━━ Records to use
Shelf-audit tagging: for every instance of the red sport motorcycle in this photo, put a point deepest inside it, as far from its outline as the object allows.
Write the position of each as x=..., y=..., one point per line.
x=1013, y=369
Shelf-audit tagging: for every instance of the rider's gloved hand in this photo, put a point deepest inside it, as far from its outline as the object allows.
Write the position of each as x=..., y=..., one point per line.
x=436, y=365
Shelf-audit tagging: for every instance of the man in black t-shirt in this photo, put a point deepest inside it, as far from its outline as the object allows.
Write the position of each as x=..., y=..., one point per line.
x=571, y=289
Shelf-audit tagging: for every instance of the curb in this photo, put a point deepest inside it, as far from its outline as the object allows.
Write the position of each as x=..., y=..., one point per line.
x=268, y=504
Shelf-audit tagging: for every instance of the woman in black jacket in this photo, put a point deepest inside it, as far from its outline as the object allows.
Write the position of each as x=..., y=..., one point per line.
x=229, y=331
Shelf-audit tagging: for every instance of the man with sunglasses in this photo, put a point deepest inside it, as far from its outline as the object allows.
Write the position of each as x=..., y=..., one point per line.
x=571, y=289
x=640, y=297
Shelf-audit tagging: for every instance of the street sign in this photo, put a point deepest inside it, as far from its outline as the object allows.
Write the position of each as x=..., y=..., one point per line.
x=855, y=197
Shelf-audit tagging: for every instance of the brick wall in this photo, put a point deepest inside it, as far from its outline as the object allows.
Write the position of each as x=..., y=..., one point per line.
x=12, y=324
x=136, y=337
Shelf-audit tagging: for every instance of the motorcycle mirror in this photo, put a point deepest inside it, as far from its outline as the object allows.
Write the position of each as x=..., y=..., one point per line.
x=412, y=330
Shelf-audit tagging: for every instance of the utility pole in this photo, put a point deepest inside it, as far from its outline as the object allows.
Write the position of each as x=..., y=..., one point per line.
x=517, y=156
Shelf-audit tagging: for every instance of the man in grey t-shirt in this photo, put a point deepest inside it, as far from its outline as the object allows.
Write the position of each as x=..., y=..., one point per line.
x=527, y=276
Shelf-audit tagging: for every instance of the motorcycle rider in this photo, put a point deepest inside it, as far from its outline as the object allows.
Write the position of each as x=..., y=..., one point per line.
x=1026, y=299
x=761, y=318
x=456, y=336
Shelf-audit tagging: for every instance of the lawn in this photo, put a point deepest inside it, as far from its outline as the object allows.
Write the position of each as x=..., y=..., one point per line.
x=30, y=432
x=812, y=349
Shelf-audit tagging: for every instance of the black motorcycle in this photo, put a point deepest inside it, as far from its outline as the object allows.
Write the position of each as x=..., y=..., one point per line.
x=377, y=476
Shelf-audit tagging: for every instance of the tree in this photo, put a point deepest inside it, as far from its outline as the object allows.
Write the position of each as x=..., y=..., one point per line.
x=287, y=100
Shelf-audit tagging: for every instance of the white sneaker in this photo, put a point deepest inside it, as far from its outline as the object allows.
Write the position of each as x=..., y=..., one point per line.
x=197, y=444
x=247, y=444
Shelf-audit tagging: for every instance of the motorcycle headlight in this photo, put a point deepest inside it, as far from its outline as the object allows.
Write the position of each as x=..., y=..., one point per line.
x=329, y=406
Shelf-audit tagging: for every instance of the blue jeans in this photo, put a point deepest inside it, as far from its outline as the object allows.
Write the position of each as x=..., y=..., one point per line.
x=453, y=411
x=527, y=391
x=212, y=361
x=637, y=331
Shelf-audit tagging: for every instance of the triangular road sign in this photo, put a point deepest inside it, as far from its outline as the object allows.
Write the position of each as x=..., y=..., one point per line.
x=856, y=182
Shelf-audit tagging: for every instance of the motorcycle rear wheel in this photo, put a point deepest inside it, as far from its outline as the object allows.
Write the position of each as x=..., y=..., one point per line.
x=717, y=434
━━━━
What you will do:
Each line from the one with "the motorcycle headlight" through the last line of the records must be written out word for word. Include nothing else.

Exercise result:
Shelf-audit tagging: for every instance of the motorcycle headlight in this photo, put a point deepest inside it, as far from its outline as the object allows.
Write the position of each as x=..., y=..., one point per line.
x=329, y=406
Shelf-audit tagging: for every instance of the blue jeans in this photo, put a point deepest inside it, as far from its outline as the object allows.
Write the position of each as x=..., y=..., one point per line.
x=453, y=411
x=527, y=391
x=212, y=361
x=637, y=331
Shelf-audit tagging: for every instance of the triangular road sign in this photo, put a point deepest inside it, as far from its outline as the object allows.
Write the position of each as x=..., y=..., one point per line.
x=856, y=182
Shelf-audit tagging: for every instance of the motorcycle rear wheel in this photo, put a point deepest inside it, as far from its outline as the object allows.
Write the position of each as x=..., y=..., one point per line.
x=717, y=434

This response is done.